> [Task list]:
[1] Which actors does the review of The Traveling Executioner name, and what role does it give for each?
[2] Answer these questions from the review of The Traveling Executioner:
(a) How much does Candide charge for each execution?
(b) Who wrote the screenplay?
(c) Who supplied the score?
[3] Carry on the review of The Traveling Executioner from its final sentence.

> [Extract provided]:
===

CBS LATE MOVIE MONTH: The Traveling Executioner (1970)

EDITOR’S NOTE: The Traveling Executioner was on the CBS Late Movie on January 9, 1974 and April 9 and August 21, 1975.

ABOUT THE AUTHOR: A.C. Nicholas, who has a sketchy background and hails from parts unknown in Western Pennsylvania, was once a drive-in theater projectionist and disk jockey, Currently, in addition to being a writer, editor, podcaster, and voice-over artist, he contributes to Drive-In Asylum. His first article, “Grindhouse Memories Across the U.S.A.,” was published in issue #23. He’s also written “I Was a Teenage Drive-in Projectionist” and “Emanuelle in Disney World and Other Weird Tales of a Trash Film Lover” for upcoming issues.

One of the classic tropes of American cinema is that of the snake-oil salesman, traveling the South at the turn of the last century in a medicine wagon and touting god-knows-what in a bottle that will cure everything from piles to anemia. The Traveling Executioner, an obscure, oddball film from 1970, subverts that trope into an unforgettable existential character study.

In 1918, Jonas Candide, an ex-carny and ex-con, played by Stacy Keach in the performance of a lifetime, travels the Deep South with his own electric chair. (Don’t question how a portable electric chair without a way to charge its generator would work; just go with it.) Acting as a private executioner, Candide sends convicts to the next life for $100 a pop. Candide is not a bloodthirsty villain but rather a charming rogue whose greatest gift is his ability to put the condemned at ease in their final moments. Before throwing the switch, he spins a story of how he was contacted through a medium by a man he executed who told of how wonderful the afterlife is—fields of Ambrosia. Hearing this story, the condemned pass on with a smile on their face, soon to go to a better life.

Candide is good at what he does, and all is well until one day he learns he’s scheduled to execute a German brother and sister convicted of murder. He falls head over heels in love with the sister played by Drive-In Asylum favorite Marianna Hill. From that moment on, Candide hatches as many schemes as he can in to save his love from his traveling chair. As you can imagine for a movie from the 70s, in E.C Comics fashion, it doesn’t end well.

The Traveling Executioner is one of the oddest, yet most unforgettable movies I’ve ever seen. Everything about it stamps it as a classy production. It was the only screenplay written by 21-year-old University of Southern California film student Garrie Bateson. And while the screenplay has a whiff of film-student earnestness and an ending that you’ll see coming early on, it nonetheless makes a serious impression. Directing with a sure hand was journeyman Jack Smight, who has Frankenstein: The True Story, The Illustrated Man and Damnation Alley among his credits. The dusty, depressing look of the film was the work of ace cinematographer, two-time Oscar nominee Philip Lathrop. Maestro Jerry Goldsmith supplied the score. Adding to the film’s cache are nice early supporting turns by M. Emmet Walsh, as a warden, and Bud Cort, as a mortician and Candide’s assistant. Things look and play like a late-period Western without the gunfights.

===

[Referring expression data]
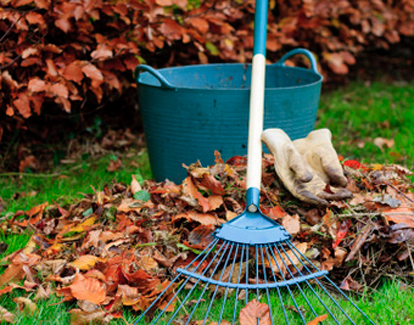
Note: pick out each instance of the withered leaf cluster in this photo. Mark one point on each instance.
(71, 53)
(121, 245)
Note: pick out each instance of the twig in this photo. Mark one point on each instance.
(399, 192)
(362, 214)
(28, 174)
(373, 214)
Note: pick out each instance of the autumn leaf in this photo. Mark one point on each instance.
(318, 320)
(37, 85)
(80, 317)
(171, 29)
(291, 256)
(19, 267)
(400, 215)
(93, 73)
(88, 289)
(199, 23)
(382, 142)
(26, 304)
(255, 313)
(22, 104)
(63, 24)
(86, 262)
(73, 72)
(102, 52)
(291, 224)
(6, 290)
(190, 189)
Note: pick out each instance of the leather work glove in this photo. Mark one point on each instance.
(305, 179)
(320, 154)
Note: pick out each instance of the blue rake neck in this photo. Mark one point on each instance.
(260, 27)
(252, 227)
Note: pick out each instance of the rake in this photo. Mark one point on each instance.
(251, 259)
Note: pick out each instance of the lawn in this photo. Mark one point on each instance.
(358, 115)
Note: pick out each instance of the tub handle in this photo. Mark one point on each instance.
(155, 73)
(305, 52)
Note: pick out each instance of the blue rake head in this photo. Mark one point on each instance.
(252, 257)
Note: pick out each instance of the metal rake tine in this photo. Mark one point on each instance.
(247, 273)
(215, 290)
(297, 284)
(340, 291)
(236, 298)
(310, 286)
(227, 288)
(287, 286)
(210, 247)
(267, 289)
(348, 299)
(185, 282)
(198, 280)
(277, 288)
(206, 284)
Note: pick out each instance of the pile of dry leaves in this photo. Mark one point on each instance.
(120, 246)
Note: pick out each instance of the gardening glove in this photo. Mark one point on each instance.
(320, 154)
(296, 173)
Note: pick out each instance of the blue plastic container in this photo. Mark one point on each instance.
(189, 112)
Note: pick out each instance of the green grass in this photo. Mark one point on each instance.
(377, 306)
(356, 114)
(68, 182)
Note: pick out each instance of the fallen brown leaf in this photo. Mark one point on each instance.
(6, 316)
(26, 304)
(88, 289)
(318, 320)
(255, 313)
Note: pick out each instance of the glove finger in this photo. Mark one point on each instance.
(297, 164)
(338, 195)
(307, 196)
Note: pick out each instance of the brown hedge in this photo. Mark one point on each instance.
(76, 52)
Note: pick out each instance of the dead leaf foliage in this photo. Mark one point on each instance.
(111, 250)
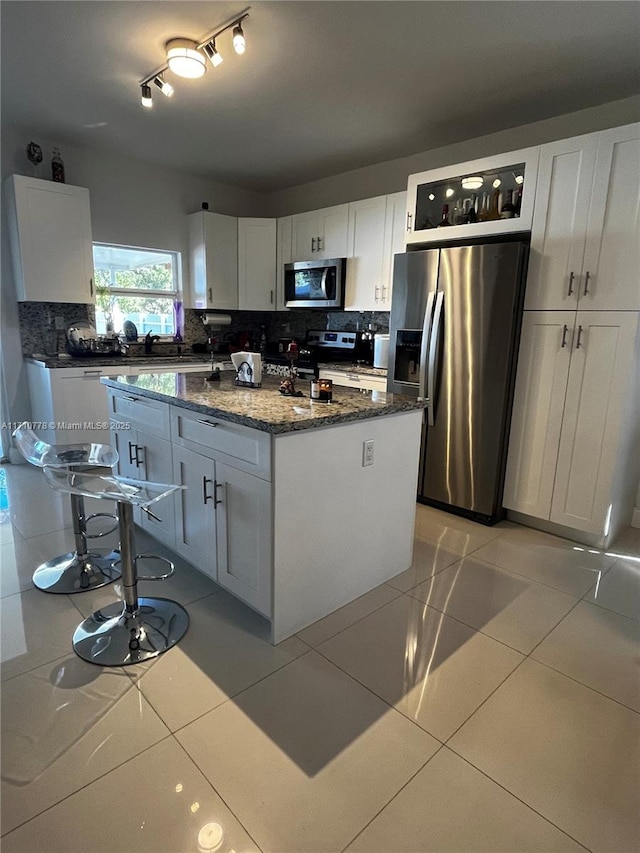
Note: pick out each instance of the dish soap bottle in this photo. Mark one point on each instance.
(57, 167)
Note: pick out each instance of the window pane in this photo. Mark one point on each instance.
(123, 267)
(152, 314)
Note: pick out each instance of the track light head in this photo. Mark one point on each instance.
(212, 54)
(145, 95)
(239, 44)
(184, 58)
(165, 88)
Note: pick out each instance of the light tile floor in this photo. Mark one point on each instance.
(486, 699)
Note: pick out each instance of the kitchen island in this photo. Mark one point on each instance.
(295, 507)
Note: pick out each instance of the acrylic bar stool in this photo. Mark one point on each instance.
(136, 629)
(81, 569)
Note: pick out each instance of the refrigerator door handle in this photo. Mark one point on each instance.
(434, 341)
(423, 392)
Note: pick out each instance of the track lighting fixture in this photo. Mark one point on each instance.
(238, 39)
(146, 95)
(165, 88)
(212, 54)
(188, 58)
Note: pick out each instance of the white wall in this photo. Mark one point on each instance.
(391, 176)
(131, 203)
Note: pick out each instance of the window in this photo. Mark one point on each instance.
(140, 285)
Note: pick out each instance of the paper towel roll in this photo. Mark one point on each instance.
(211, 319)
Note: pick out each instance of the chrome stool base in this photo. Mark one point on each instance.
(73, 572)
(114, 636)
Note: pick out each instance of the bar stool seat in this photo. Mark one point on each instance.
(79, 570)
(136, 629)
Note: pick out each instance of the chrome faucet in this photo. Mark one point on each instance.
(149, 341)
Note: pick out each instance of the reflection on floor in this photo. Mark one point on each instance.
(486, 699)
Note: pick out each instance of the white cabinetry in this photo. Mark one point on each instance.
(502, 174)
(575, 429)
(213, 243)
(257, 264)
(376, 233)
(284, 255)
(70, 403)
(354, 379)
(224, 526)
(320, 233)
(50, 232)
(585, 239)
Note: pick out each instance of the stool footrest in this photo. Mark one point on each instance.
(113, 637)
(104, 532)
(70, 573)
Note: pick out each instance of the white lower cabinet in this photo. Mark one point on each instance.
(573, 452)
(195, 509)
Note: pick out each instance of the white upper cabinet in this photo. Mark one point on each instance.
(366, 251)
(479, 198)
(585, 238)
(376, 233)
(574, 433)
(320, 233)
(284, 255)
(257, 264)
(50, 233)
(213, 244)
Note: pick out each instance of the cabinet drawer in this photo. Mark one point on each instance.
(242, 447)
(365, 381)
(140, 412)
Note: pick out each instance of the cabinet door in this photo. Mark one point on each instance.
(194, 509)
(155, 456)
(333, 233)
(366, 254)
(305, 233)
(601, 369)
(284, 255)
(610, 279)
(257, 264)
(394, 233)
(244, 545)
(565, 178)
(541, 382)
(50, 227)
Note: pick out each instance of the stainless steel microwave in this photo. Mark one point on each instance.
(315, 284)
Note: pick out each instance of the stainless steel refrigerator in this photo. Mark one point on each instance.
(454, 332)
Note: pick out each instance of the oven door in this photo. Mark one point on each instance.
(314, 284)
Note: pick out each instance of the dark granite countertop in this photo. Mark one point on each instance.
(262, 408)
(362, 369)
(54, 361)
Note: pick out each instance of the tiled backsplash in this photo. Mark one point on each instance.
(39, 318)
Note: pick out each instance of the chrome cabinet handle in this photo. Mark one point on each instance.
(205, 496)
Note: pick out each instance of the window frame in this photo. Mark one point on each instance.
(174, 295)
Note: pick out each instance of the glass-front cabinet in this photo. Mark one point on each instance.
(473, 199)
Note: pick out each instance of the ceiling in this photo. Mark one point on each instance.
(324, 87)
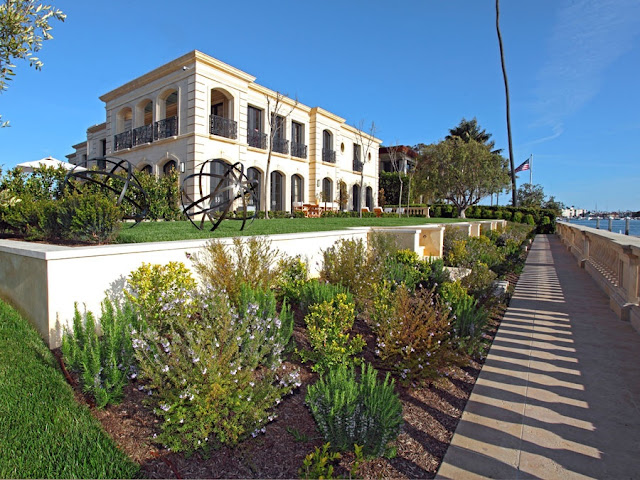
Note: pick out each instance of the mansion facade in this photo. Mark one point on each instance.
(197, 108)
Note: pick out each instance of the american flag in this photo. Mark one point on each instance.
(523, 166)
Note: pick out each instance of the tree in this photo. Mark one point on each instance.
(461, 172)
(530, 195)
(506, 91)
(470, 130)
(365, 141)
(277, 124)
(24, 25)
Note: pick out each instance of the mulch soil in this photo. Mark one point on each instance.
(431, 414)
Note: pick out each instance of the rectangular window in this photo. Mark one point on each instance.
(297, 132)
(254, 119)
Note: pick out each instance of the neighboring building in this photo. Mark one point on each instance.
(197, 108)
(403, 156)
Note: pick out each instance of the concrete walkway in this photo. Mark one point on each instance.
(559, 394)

===

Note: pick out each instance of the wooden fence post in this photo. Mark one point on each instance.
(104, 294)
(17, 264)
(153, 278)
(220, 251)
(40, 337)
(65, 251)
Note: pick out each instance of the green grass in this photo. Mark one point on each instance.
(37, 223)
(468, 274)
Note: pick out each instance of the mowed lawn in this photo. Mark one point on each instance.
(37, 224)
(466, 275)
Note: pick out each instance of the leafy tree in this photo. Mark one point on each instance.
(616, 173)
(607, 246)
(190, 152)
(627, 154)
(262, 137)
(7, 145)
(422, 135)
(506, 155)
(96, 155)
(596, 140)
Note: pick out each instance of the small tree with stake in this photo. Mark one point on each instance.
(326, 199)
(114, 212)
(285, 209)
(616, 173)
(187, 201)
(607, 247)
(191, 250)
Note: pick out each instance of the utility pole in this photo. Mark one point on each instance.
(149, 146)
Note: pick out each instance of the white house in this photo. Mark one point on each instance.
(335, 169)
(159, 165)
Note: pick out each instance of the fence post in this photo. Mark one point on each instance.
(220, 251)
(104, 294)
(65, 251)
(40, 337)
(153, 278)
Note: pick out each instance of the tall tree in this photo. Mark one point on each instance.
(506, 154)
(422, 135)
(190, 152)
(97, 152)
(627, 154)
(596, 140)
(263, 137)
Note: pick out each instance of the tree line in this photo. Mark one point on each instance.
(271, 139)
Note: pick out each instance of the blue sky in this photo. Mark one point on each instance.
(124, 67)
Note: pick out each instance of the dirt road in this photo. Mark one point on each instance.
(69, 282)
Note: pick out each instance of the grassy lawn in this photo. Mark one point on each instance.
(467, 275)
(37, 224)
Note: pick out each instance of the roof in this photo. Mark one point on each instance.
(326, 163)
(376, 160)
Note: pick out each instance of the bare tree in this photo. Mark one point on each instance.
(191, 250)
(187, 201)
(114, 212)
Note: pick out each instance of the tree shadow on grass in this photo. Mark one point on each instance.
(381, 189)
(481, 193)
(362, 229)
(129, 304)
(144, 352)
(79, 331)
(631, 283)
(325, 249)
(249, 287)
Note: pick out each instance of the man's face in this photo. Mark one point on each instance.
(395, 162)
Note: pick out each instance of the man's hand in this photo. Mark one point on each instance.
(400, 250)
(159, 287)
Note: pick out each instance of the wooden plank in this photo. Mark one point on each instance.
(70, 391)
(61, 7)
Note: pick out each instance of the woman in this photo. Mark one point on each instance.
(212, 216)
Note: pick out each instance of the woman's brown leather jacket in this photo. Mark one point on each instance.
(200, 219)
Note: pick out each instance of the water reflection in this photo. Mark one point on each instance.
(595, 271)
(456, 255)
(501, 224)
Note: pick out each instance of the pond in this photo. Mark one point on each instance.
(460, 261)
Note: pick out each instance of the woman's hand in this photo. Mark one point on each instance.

===

> [Written answers]:
[1]
Stacy Keach: Jonas Candide
Marianna Hill: the sister
M. Emmet Walsh: a warden
Bud Cort: a mortician and Candide's assistant

[2]
(a) $100
(b) Garrie Bateson, a 21-year-old University of Southern California film student
(c) Jerry Goldsmith

[3]
But the real joy here is watching the stage actor Stacy Keach giving it his all in an early film role. He’s a sympathetic protagonist even when he resorts to unsavory measures in the name of love. For me, Keach, later to make his mark on TV as the definitive Mike Hammer, has always been an underrated talent. Casting him in this role was a masterstroke.

MGM had no clue how to market The Traveling Executioner, which everybody describes as a “black comedy.” It’s not. At its heart, it’s a serious art film with some exploitation trappings. Indeed, the gauche, heavy-handed ad campaign promising unbridled fun did nothing to sell it to audiences. But then again, I can’t think of how any ad campaign could capture the film’s unique tone. Despite a few good reviews, it had a short, disastrous theatrical release in the fall of 1970. Afterward, apart from a few showings on The CBS Late Movie, it vanished and was almost impossible to see for decades. It finally became available on a DVD burn from Warner Archives in 2011, but it has yet to find its own fields of Ambrosia, a cult following. I wish Quentin Tarantino and Roger Avary would feature it on the Video Archives podcast. It’s a great film with a singularly great central performance awaiting rediscovery.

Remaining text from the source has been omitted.